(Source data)
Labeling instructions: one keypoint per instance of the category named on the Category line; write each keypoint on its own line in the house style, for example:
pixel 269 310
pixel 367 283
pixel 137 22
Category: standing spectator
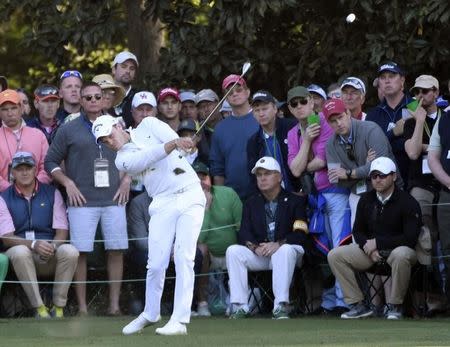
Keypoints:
pixel 113 94
pixel 439 162
pixel 228 156
pixel 353 95
pixel 273 235
pixel 319 96
pixel 188 106
pixel 18 137
pixel 307 154
pixel 391 113
pixel 220 227
pixel 69 91
pixel 124 70
pixel 25 103
pixel 46 102
pixel 169 107
pixel 95 193
pixel 270 139
pixel 354 144
pixel 34 229
pixel 387 226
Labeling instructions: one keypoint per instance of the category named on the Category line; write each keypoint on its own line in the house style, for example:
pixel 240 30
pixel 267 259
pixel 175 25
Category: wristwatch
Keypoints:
pixel 349 173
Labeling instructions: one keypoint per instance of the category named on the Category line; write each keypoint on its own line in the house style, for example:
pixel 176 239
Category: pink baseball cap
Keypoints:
pixel 164 93
pixel 332 107
pixel 232 79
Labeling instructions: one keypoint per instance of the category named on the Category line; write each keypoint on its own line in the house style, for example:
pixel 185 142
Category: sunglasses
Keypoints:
pixel 380 176
pixel 350 151
pixel 294 103
pixel 423 91
pixel 71 73
pixel 90 97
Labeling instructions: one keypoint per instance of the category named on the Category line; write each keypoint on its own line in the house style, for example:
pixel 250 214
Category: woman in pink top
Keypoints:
pixel 307 153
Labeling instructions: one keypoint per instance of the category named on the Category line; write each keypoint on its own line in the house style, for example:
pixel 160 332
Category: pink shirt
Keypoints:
pixel 59 216
pixel 318 148
pixel 26 139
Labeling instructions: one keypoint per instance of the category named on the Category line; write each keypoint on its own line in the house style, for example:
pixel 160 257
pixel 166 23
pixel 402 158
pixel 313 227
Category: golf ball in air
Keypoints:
pixel 350 18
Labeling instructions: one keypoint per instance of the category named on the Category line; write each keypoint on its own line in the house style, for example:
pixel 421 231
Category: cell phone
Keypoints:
pixel 412 106
pixel 313 119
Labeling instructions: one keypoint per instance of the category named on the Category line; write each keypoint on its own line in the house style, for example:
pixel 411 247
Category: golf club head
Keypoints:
pixel 245 67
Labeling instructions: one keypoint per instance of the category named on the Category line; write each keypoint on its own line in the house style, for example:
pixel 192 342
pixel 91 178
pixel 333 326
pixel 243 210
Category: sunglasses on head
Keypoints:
pixel 374 176
pixel 294 103
pixel 90 97
pixel 350 151
pixel 423 91
pixel 71 73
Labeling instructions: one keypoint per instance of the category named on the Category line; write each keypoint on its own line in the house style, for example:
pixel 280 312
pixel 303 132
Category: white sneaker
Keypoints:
pixel 138 324
pixel 203 310
pixel 172 328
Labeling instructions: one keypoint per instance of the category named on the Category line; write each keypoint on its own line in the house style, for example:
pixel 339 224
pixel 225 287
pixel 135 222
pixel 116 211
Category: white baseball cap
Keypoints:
pixel 144 97
pixel 103 126
pixel 124 56
pixel 384 165
pixel 268 163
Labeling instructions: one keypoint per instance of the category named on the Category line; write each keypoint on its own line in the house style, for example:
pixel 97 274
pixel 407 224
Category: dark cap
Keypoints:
pixel 187 124
pixel 263 96
pixel 46 91
pixel 391 67
pixel 22 158
pixel 200 167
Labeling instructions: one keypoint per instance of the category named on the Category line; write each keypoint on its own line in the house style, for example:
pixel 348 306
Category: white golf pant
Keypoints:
pixel 176 216
pixel 240 260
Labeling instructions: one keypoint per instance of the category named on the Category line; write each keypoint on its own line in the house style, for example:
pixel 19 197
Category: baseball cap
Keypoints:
pixel 314 88
pixel 187 124
pixel 106 81
pixel 268 163
pixel 297 92
pixel 354 82
pixel 226 107
pixel 264 96
pixel 144 97
pixel 206 95
pixel 124 56
pixel 391 67
pixel 46 92
pixel 426 82
pixel 22 158
pixel 3 82
pixel 200 167
pixel 332 107
pixel 103 126
pixel 384 165
pixel 9 95
pixel 231 79
pixel 187 96
pixel 164 93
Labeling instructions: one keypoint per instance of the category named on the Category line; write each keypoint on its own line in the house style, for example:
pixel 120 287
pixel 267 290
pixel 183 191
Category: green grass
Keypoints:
pixel 310 331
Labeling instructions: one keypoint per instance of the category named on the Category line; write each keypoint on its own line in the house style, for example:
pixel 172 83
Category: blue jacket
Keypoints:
pixel 256 149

Problem to solve: Return only the lines of the records in which the string "golf" appears.

Result below:
Category: golf ball in air
Category: golf club head
Category: white golf pant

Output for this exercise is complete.